> **Exercise directions**
Read the records below. Copy each line where the string "layer" occurs.

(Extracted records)
┌──

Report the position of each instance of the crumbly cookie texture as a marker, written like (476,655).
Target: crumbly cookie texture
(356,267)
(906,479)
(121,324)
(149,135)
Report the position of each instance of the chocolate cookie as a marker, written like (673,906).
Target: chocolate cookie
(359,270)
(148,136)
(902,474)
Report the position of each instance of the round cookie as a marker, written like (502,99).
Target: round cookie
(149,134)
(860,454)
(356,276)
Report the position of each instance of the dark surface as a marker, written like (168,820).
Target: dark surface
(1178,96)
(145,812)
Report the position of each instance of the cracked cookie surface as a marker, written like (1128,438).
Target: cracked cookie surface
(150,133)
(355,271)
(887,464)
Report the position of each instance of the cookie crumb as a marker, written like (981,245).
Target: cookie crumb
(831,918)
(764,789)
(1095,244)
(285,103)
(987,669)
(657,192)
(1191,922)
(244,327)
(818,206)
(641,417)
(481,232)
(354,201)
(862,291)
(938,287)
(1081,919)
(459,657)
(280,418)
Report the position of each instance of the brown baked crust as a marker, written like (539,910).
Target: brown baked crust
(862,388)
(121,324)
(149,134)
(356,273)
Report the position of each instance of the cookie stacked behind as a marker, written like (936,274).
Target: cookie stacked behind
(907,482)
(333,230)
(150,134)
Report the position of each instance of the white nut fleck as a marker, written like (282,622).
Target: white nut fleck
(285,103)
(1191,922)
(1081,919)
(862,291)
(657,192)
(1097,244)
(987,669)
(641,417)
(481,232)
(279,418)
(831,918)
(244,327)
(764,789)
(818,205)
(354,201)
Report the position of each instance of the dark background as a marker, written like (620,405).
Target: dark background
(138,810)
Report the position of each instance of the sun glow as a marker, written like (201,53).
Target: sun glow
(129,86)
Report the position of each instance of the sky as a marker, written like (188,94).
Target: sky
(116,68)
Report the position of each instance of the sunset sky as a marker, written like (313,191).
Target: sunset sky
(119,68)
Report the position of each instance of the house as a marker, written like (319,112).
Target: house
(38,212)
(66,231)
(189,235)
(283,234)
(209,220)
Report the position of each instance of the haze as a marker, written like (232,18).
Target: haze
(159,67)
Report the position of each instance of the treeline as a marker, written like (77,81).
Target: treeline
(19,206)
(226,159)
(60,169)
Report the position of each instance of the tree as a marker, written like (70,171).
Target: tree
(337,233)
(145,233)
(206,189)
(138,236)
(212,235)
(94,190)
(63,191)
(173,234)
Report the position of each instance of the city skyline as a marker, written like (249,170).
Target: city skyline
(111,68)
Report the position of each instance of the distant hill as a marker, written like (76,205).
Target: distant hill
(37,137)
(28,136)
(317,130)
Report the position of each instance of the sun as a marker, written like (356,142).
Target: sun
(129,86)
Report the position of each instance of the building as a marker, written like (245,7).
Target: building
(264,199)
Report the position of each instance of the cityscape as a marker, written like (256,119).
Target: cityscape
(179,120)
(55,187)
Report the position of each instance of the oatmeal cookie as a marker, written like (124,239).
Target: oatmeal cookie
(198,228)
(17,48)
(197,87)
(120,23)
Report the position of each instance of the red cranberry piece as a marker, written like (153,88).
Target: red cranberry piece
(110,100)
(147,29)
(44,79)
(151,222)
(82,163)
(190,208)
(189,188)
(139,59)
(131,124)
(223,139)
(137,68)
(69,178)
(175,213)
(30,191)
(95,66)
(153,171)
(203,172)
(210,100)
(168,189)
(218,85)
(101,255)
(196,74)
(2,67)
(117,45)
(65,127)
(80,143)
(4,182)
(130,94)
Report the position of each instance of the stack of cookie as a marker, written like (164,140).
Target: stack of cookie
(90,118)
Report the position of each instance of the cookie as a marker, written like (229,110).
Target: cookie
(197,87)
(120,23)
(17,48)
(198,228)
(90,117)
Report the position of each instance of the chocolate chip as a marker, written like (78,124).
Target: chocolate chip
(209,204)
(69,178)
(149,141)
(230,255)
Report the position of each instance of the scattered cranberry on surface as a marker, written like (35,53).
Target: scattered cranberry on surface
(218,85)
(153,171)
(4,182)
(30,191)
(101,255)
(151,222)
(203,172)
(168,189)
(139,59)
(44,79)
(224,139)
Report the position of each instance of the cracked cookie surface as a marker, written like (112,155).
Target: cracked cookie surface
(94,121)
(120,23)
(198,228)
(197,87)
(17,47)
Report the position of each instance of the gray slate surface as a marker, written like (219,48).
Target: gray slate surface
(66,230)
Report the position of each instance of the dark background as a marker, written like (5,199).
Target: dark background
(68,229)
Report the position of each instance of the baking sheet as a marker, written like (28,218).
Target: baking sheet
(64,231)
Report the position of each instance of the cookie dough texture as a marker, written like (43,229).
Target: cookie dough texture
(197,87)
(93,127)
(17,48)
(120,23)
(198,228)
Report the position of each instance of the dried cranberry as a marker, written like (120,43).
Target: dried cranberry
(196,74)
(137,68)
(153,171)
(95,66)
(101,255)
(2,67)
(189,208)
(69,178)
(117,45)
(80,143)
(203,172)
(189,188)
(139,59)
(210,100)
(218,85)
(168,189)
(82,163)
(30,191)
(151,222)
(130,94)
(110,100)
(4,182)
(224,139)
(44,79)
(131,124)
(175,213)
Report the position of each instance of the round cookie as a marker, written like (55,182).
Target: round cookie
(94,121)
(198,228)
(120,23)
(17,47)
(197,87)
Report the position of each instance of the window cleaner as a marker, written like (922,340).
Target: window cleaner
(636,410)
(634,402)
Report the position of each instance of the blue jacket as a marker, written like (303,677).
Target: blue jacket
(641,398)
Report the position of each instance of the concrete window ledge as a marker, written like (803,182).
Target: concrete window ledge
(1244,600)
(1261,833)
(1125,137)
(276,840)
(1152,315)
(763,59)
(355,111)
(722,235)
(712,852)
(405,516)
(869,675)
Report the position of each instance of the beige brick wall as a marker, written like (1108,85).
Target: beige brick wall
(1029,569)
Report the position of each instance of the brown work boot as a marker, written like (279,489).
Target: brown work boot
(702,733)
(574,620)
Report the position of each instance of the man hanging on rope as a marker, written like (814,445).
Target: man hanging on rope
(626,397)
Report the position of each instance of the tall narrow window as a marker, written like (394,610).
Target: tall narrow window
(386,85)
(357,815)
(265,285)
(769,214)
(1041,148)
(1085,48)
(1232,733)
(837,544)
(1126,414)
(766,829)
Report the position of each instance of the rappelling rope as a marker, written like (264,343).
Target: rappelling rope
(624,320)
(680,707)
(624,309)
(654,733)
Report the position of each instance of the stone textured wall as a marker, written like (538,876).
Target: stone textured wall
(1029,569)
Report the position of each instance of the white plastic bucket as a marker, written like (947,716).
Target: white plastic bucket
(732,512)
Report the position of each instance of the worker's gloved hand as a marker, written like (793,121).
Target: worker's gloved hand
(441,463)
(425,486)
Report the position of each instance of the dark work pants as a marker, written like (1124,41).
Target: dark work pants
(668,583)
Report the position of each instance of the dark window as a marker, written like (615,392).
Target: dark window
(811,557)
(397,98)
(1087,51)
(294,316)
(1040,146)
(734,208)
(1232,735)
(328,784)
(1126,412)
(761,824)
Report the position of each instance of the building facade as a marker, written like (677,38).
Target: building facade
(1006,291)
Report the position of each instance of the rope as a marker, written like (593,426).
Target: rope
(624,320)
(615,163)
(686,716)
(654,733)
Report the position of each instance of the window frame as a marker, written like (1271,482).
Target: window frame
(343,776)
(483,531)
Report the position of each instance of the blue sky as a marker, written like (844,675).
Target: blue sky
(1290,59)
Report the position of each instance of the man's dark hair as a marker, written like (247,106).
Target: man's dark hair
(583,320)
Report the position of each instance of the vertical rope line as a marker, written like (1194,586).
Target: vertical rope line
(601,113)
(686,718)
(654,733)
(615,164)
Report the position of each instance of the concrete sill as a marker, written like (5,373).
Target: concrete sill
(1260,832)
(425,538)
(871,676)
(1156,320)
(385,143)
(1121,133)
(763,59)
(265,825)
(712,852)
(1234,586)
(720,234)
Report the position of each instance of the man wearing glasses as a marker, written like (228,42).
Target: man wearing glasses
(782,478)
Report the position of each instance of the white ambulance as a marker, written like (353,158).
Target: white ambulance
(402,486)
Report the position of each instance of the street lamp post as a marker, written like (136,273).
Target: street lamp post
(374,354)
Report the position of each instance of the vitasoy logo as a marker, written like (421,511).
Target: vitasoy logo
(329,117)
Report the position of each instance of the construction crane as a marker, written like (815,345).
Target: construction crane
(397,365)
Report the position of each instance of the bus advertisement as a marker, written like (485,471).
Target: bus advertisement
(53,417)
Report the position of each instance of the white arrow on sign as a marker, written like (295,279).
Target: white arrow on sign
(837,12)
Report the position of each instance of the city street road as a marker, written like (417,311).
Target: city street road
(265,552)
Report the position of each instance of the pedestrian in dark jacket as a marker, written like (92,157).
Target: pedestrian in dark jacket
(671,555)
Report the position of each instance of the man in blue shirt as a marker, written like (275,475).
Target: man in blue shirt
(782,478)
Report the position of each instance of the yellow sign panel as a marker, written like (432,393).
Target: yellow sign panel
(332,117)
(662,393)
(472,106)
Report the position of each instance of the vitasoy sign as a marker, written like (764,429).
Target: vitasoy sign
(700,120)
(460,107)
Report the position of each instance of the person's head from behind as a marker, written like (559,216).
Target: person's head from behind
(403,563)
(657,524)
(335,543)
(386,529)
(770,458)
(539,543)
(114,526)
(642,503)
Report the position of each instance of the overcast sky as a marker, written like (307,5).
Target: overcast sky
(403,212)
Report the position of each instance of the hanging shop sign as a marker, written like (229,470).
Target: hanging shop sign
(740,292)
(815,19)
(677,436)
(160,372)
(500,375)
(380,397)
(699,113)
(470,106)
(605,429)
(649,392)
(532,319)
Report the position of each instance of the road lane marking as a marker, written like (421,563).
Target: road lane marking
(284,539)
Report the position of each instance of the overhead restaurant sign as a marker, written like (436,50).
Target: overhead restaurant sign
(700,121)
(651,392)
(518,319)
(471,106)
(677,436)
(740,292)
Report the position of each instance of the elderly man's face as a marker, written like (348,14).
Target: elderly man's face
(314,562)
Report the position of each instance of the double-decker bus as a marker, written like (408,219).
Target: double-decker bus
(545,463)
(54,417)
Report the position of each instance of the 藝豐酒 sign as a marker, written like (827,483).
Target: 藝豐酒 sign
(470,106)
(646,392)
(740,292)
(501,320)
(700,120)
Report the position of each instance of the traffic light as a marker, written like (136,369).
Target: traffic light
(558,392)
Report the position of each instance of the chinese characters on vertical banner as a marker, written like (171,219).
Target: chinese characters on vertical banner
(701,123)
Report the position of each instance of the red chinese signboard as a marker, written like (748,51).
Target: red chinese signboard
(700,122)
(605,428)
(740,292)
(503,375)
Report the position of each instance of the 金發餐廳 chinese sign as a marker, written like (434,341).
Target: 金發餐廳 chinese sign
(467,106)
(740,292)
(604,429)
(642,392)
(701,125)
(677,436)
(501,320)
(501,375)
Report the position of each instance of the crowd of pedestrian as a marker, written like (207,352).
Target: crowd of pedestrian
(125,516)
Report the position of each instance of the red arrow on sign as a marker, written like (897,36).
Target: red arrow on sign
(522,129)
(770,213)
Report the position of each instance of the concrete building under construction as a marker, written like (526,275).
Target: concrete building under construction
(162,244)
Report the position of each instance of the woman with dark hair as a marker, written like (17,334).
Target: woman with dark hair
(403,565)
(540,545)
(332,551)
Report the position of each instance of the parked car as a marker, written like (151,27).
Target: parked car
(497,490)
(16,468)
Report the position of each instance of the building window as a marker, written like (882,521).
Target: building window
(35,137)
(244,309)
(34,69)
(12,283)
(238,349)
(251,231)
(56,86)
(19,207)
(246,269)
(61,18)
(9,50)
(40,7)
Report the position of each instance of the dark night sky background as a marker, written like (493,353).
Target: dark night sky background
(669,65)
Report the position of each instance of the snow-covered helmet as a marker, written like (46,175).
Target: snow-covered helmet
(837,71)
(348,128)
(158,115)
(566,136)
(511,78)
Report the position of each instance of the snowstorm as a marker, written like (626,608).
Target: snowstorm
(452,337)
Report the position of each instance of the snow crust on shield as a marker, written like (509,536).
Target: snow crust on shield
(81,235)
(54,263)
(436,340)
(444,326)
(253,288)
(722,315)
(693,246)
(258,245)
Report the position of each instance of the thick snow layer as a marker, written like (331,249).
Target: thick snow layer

└──

> **Response area**
Report the position of each instance of the thick snow layer as a marker, written like (331,249).
Target: thick snow layer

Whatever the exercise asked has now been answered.